Copy out every row below word for word, leaving the pictures out of your copy.

- Data drawn from a collection -
○ ○ ○ ○ ○
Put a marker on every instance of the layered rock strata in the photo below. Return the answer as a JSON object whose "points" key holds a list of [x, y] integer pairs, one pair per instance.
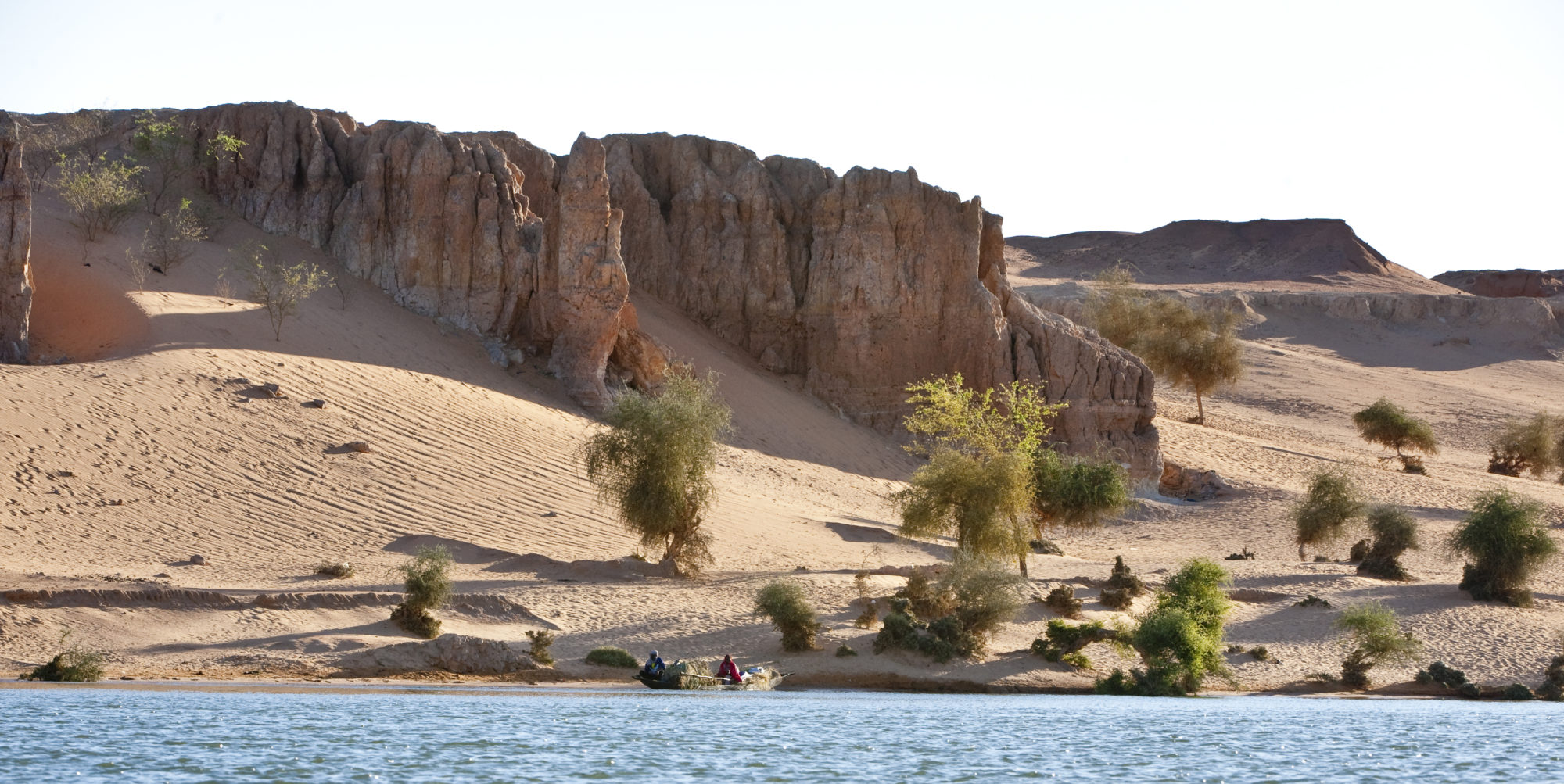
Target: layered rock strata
{"points": [[859, 283], [16, 238]]}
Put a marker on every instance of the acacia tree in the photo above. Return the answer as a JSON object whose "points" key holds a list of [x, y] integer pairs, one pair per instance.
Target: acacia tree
{"points": [[1394, 428], [1376, 639], [655, 464], [274, 286], [1188, 349], [1507, 541], [978, 481], [1330, 503], [1527, 446]]}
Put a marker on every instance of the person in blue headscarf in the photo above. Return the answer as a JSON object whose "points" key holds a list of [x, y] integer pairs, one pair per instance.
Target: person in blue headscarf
{"points": [[655, 666]]}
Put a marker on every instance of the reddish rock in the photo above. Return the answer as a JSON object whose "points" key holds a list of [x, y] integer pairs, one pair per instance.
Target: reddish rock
{"points": [[16, 238]]}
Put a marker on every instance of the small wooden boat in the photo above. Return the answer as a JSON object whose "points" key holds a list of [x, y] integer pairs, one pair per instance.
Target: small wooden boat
{"points": [[764, 680]]}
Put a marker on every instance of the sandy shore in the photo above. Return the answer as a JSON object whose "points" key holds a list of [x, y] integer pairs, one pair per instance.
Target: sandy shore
{"points": [[146, 450]]}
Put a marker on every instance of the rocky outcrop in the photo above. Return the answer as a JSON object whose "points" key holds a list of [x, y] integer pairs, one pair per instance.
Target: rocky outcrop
{"points": [[1504, 283], [861, 285], [1318, 250], [16, 238], [456, 653], [481, 230]]}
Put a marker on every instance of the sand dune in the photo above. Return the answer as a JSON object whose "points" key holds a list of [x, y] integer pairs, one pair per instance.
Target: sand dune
{"points": [[145, 450]]}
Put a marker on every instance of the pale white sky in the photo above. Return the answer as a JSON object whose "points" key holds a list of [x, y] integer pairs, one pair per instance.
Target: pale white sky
{"points": [[1435, 128]]}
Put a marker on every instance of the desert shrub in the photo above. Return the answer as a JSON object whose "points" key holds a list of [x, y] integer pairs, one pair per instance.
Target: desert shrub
{"points": [[71, 664], [1330, 503], [335, 569], [539, 644], [1441, 674], [927, 599], [1180, 639], [986, 596], [612, 657], [274, 286], [1518, 693], [655, 464], [869, 618], [1377, 639], [171, 238], [1186, 349], [1077, 492], [99, 192], [1394, 533], [1064, 641], [426, 580], [978, 481], [983, 597], [1394, 428], [791, 613], [1526, 446], [1122, 586], [1552, 682], [1505, 539], [1063, 602]]}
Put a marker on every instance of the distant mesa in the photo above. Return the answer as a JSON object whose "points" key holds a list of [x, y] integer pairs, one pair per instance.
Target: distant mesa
{"points": [[1316, 250], [1505, 283]]}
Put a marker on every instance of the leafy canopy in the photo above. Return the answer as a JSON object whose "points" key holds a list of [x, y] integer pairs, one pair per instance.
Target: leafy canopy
{"points": [[655, 464]]}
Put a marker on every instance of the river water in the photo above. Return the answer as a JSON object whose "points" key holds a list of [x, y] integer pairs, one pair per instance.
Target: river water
{"points": [[448, 735]]}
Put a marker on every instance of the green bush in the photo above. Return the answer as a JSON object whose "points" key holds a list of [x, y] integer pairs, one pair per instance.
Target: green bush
{"points": [[1063, 602], [927, 599], [1330, 503], [426, 580], [1077, 492], [611, 657], [1518, 693], [1394, 428], [1526, 446], [71, 664], [1554, 682], [1394, 533], [1507, 541], [335, 569], [540, 644], [1377, 639], [791, 613], [1180, 639], [1122, 588]]}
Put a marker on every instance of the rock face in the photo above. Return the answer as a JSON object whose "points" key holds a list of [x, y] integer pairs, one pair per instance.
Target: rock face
{"points": [[454, 653], [16, 239], [1504, 283], [1321, 250], [481, 230], [861, 285]]}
○ ○ ○ ○ ○
- Expected answer -
Put a marker on every instance of the layered rock strata in the photo below. Return the answer as a JSON object whose "points" key holds a list of [x, y] integer pairs, one pair per instance.
Target: layered rock strata
{"points": [[859, 283], [16, 238]]}
Put a marker on every instance of the acacia tree in the photo above. Return the answer as a JSON object whose "points" key holds a list of [x, y] integer pairs, one pair per instance.
Target: acacia tree
{"points": [[1394, 428], [1376, 639], [655, 464], [274, 286], [1188, 349], [1507, 541], [978, 481], [1330, 503], [1527, 446]]}
Put a marker on every instance of the person in blue headscarf in the photo above. Return the answer as a JSON object whose "points" key holds a list of [x, y] integer pairs, one pair per instance.
Target: person in blue headscarf
{"points": [[655, 666]]}
Put a marker on every instance of the reddish rock in the photo above. Return the answer as a JSON object whose "points" key holds a list of [x, y] integer pairs, one pair per instance.
Target: reddish rock
{"points": [[16, 238]]}
Put a marker on every instance of the small wooden boat in the photo above. Return the answer as a JSON object whose "points" key holds a list of [x, y] integer pairs, one pair per instance.
Target: small wooden boat
{"points": [[764, 680]]}
Put a marker on every instance of the sandy shore in the photo above. Return the answer as a JSON object whose "points" key holds a list of [x, y] integer pairs, one pair per instance.
Target: sandy shore
{"points": [[146, 450]]}
Put a marker on every instance of the rocky outcrop in the photo above. Return the answer as a JSON object whose "points" key holds a list of [x, y] integer pairs, one pair per instance.
Target: rocky outcrop
{"points": [[1504, 283], [861, 285], [1318, 250], [16, 238], [456, 653], [481, 230]]}
Put a marker on every instance of the sand dune in the photo above. Return the answer as a JSON object whose "points" key holds a list of [x, y] integer pairs, one pair per instance.
Target: sand dune
{"points": [[145, 450]]}
Put a marker on every instance of the pale white sky in the photo above. Return the answer as a JSON object whose "points" key holds a list of [x, y] integer pairs, one pair per instance.
Target: pale white sky
{"points": [[1435, 128]]}
Put a marker on every instance of the desert shrub in the photo above. Return the answer as a JSON object whose "points" key holds a list of [x, y] integer pairs, one pair per instance.
Target: desert shrub
{"points": [[71, 664], [1330, 503], [335, 569], [539, 644], [1441, 674], [927, 599], [1180, 639], [986, 596], [612, 657], [274, 286], [1518, 693], [655, 464], [869, 618], [1377, 639], [171, 238], [1186, 349], [1077, 492], [99, 192], [1394, 533], [1064, 641], [426, 580], [978, 481], [983, 597], [1394, 428], [791, 613], [1526, 446], [1122, 586], [1552, 682], [1505, 539], [1063, 602]]}
Put a marker on every instance of the distant mesa in the photo above. Return the answer as a JSON object whose "points" key holds a list of [x, y] integer pairs, one pair per instance.
Target: distant mesa
{"points": [[1316, 250], [1505, 283]]}
Put a marker on every instance of the leafy canopy in the photo above. Return the answer as a JSON object whose "points" key holds a list of [x, y] integer pairs, one pair per instance.
Target: leafy canopy
{"points": [[655, 464]]}
Put a marker on every instance of the river water in the photo above. Return the answer as a JSON object whose "points" key holds a list of [x, y] integer pairs, one pair per instance.
Target: river water
{"points": [[448, 735]]}
Put a marker on every instance of the green bush in the photo above. Return the answer as a JSON object whose "points" key holds a list of [x, y] integer pairs, one pair per instance.
Target: green bush
{"points": [[1063, 602], [927, 599], [1330, 503], [426, 580], [1077, 492], [611, 657], [1518, 693], [1394, 428], [1526, 446], [71, 664], [1554, 682], [1394, 533], [1507, 541], [335, 569], [540, 644], [1377, 639], [791, 613], [1180, 639], [1122, 588]]}
Put a marker on every instance of the rock face in the photo above. Return the answer as a JSON object whose "points" key holds a list of [x, y] integer pairs, one pair per instance.
Target: rock face
{"points": [[454, 653], [16, 239], [1504, 283], [1321, 250], [481, 230], [861, 285]]}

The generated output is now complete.